## Dataset
★ ★ ★ ★ ★
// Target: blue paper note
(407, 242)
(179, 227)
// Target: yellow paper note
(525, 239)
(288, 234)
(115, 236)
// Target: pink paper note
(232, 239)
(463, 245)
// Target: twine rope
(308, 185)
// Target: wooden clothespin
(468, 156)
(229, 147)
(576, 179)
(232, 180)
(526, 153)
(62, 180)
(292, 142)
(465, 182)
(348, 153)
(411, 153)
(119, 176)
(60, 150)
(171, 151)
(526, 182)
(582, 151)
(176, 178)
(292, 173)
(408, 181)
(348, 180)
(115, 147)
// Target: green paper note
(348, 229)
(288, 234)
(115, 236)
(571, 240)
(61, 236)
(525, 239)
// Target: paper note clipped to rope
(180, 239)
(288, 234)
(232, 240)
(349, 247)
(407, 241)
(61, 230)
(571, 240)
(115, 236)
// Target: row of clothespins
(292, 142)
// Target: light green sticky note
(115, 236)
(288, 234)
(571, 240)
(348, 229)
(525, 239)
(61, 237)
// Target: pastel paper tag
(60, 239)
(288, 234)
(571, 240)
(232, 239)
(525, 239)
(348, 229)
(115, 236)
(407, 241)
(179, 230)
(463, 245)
★ ★ ★ ★ ★
Extract the full listing and reproduce each line exactly.

// Target: blue paper note
(407, 242)
(179, 227)
// Target: yellow paper note
(525, 239)
(288, 234)
(115, 236)
// Target: pink paper note
(232, 239)
(463, 245)
// Target: twine rope
(308, 185)
// Target: wooden clothespin
(468, 156)
(229, 147)
(576, 179)
(232, 180)
(526, 153)
(62, 180)
(292, 142)
(465, 182)
(348, 153)
(411, 153)
(119, 176)
(60, 150)
(171, 151)
(526, 182)
(582, 151)
(176, 178)
(292, 173)
(408, 181)
(348, 180)
(115, 147)
// Target: green paper note
(348, 229)
(288, 234)
(115, 236)
(571, 240)
(61, 236)
(525, 239)
// Target: paper note clipped to rope
(180, 239)
(288, 234)
(232, 240)
(349, 247)
(407, 241)
(61, 230)
(571, 240)
(115, 236)
// Target: row of clothespins
(292, 142)
// Target: light green sticky note
(115, 236)
(288, 234)
(571, 240)
(348, 229)
(525, 239)
(61, 237)
// Target: pastel paper tag
(60, 239)
(288, 234)
(571, 240)
(232, 239)
(525, 239)
(348, 229)
(115, 236)
(407, 241)
(179, 230)
(463, 245)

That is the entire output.